ASSIGNMENT
Write out the lines of every entry below verbatim, omitting the pictures from your answer.

Stored records
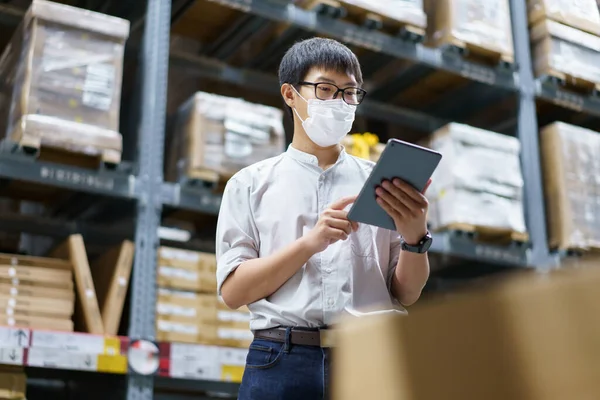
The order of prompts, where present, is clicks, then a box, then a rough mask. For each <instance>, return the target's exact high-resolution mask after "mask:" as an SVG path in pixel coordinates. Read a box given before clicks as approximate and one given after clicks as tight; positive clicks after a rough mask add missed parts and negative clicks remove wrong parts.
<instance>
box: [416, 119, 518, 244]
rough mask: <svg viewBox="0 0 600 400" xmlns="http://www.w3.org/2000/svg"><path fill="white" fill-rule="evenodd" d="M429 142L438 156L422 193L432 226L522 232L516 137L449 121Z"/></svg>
mask: <svg viewBox="0 0 600 400" xmlns="http://www.w3.org/2000/svg"><path fill="white" fill-rule="evenodd" d="M430 147H431V148H433V149H435V150H437V151H439V152H441V153H442V155H443V158H442V161H441V162H440V165H439V167H438V168H437V170H436V172H435V173H434V176H433V178H432V179H433V183H432V185H431V187H430V188H429V190H428V192H427V194H428V197H429V198H430V199H431V207H430V223H431V225H432V227H433V229H436V230H441V229H446V228H451V227H452V225H456V224H469V225H473V226H475V227H486V228H499V229H507V230H510V231H514V232H525V220H524V218H525V217H524V212H523V195H522V191H523V176H522V173H521V164H520V159H519V152H520V144H519V141H518V139H516V138H514V137H509V136H505V135H501V134H498V133H494V132H490V131H486V130H483V129H478V128H474V127H471V126H467V125H463V124H457V123H451V124H448V125H446V126H445V127H443V128H441V129H440V130H438V131H437V132H435V133H434V135H433V138H432V140H431V142H430Z"/></svg>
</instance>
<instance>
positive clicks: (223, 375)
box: [221, 365, 244, 383]
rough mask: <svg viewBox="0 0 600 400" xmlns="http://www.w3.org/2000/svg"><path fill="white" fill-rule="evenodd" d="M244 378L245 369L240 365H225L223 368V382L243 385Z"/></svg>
mask: <svg viewBox="0 0 600 400" xmlns="http://www.w3.org/2000/svg"><path fill="white" fill-rule="evenodd" d="M242 376H244V367H242V366H240V365H223V366H222V367H221V380H222V381H225V382H235V383H241V382H242Z"/></svg>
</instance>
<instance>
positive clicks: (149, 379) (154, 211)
mask: <svg viewBox="0 0 600 400" xmlns="http://www.w3.org/2000/svg"><path fill="white" fill-rule="evenodd" d="M170 24H171V0H147V9H146V22H145V26H144V37H143V39H142V43H143V45H142V49H141V54H140V65H139V73H140V74H141V79H140V80H139V82H140V83H141V87H140V91H139V94H140V96H139V97H138V101H139V107H140V109H139V110H140V112H139V117H140V120H139V124H138V132H137V134H138V149H137V150H138V151H137V154H138V158H137V161H138V178H139V182H140V184H139V187H138V195H139V197H138V204H137V220H136V231H135V242H136V243H135V244H136V254H135V261H134V268H133V276H132V284H131V312H130V314H131V317H130V326H129V337H130V338H131V339H132V340H136V339H144V340H148V341H154V340H155V327H154V324H155V314H154V304H155V303H156V251H157V248H158V244H159V239H158V233H157V231H158V227H159V225H160V217H161V212H162V200H161V196H160V193H161V188H162V185H163V156H164V148H163V146H164V136H165V118H166V103H167V79H168V67H169V35H170V30H171V26H170ZM153 391H154V380H153V377H152V376H151V375H148V376H143V375H136V374H133V373H132V374H130V376H129V377H128V384H127V400H151V399H152V398H153Z"/></svg>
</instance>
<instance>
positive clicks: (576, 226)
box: [540, 122, 600, 250]
mask: <svg viewBox="0 0 600 400" xmlns="http://www.w3.org/2000/svg"><path fill="white" fill-rule="evenodd" d="M540 147H541V152H542V170H543V176H544V191H545V195H546V215H547V220H548V236H549V245H550V247H552V248H559V249H579V250H585V249H590V248H591V249H600V157H599V156H598V155H599V154H600V134H599V133H597V132H594V131H591V130H589V129H585V128H581V127H577V126H573V125H568V124H565V123H562V122H557V123H554V124H551V125H548V126H546V127H544V128H543V129H542V130H541V133H540Z"/></svg>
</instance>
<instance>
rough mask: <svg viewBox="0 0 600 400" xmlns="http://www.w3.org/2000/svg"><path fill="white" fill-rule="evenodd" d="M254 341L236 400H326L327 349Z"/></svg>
mask: <svg viewBox="0 0 600 400" xmlns="http://www.w3.org/2000/svg"><path fill="white" fill-rule="evenodd" d="M289 338H290V334H289V330H288V332H287V335H286V342H285V343H280V342H275V341H270V340H263V339H254V341H253V342H252V344H251V345H250V351H249V352H248V357H247V358H246V369H245V371H244V377H243V378H242V384H241V386H240V391H239V396H238V400H296V399H298V400H322V399H328V398H329V396H328V395H329V393H328V392H329V363H330V359H331V353H330V350H329V349H323V348H321V347H316V346H300V345H293V344H290V342H289Z"/></svg>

SOLUTION
The order of prompts, where present, is clicks, then a box, then a rough mask. For each <instance>, return the target's exact high-resolution mask after "mask:" as an SVG path in pixel coordinates. Read a box given before clicks as approximate and one given after clicks as tight; positive clicks after a rough mask add missed parts and negative clicks remove wrong parts.
<instance>
box: [416, 119, 518, 244]
rough mask: <svg viewBox="0 0 600 400" xmlns="http://www.w3.org/2000/svg"><path fill="white" fill-rule="evenodd" d="M429 142L438 156L422 193L432 226L522 232L516 137L449 121Z"/></svg>
mask: <svg viewBox="0 0 600 400" xmlns="http://www.w3.org/2000/svg"><path fill="white" fill-rule="evenodd" d="M430 147H431V148H433V149H435V150H437V151H439V152H441V153H442V155H443V158H442V161H441V162H440V165H439V167H438V168H437V170H436V172H435V173H434V176H433V178H432V179H433V183H432V185H431V187H430V188H429V190H428V192H427V194H428V197H429V198H430V199H431V207H430V223H431V225H432V227H433V229H436V230H441V229H446V228H451V227H452V225H456V224H469V225H473V226H475V227H486V228H499V229H507V230H510V231H514V232H525V220H524V218H525V217H524V212H523V195H522V191H523V176H522V173H521V164H520V159H519V152H520V144H519V141H518V139H516V138H514V137H509V136H505V135H501V134H498V133H494V132H490V131H486V130H483V129H478V128H474V127H471V126H467V125H463V124H457V123H451V124H448V125H446V126H445V127H443V128H441V129H440V130H438V131H437V132H435V133H434V135H433V138H432V140H431V142H430Z"/></svg>
</instance>
<instance>
positive clicks: (223, 375)
box: [221, 365, 244, 383]
rough mask: <svg viewBox="0 0 600 400" xmlns="http://www.w3.org/2000/svg"><path fill="white" fill-rule="evenodd" d="M244 378L245 369L240 365H225L223 368V382L243 385Z"/></svg>
mask: <svg viewBox="0 0 600 400" xmlns="http://www.w3.org/2000/svg"><path fill="white" fill-rule="evenodd" d="M242 376H244V367H242V366H240V365H223V366H222V367H221V380H222V381H225V382H235V383H241V382H242Z"/></svg>
</instance>
<instance>
positive clicks: (149, 379) (154, 211)
mask: <svg viewBox="0 0 600 400" xmlns="http://www.w3.org/2000/svg"><path fill="white" fill-rule="evenodd" d="M170 24H171V0H147V9H146V22H145V26H144V37H143V39H142V43H143V45H142V49H141V54H140V65H139V73H140V74H141V79H140V80H139V82H140V83H141V87H140V91H139V94H140V96H139V97H138V101H139V107H140V109H139V110H140V112H139V117H140V120H139V124H138V132H137V134H138V149H137V150H138V151H137V154H138V158H137V161H138V178H139V182H140V184H139V187H138V195H139V197H138V204H137V220H136V231H135V242H136V243H135V244H136V254H135V261H134V268H133V276H132V284H131V312H130V314H131V317H130V326H129V337H130V338H131V339H132V340H136V339H144V340H148V341H154V340H155V327H154V324H155V314H154V304H155V303H156V251H157V248H158V244H159V239H158V233H157V231H158V227H159V225H160V217H161V212H162V200H161V196H160V193H161V188H162V185H163V156H164V148H163V146H164V136H165V118H166V103H167V79H168V67H169V35H170V30H171V26H170ZM153 391H154V380H153V377H152V376H151V375H148V376H143V375H136V374H133V373H132V374H130V376H129V377H128V384H127V400H151V399H152V398H153Z"/></svg>
</instance>
<instance>
positive clicks: (576, 226)
box: [540, 122, 600, 250]
mask: <svg viewBox="0 0 600 400" xmlns="http://www.w3.org/2000/svg"><path fill="white" fill-rule="evenodd" d="M540 147H541V152H542V170H543V176H544V191H545V195H546V215H547V220H548V236H549V245H550V247H552V248H559V249H579V250H585V249H590V248H591V249H600V157H599V156H598V155H599V154H600V134H599V133H597V132H594V131H591V130H589V129H585V128H581V127H577V126H573V125H568V124H565V123H562V122H557V123H554V124H551V125H548V126H546V127H544V128H543V129H542V130H541V133H540Z"/></svg>
</instance>
<instance>
rough mask: <svg viewBox="0 0 600 400" xmlns="http://www.w3.org/2000/svg"><path fill="white" fill-rule="evenodd" d="M254 341L236 400H326L327 349Z"/></svg>
mask: <svg viewBox="0 0 600 400" xmlns="http://www.w3.org/2000/svg"><path fill="white" fill-rule="evenodd" d="M289 338H290V334H289V330H288V332H287V335H286V342H285V343H280V342H275V341H270V340H263V339H254V341H253V342H252V344H251V345H250V351H249V352H248V357H247V358H246V369H245V371H244V377H243V378H242V384H241V386H240V391H239V396H238V400H296V399H298V400H322V399H328V398H329V396H328V395H329V393H328V392H329V363H330V359H331V353H330V350H329V349H323V348H321V347H316V346H300V345H293V344H290V342H289Z"/></svg>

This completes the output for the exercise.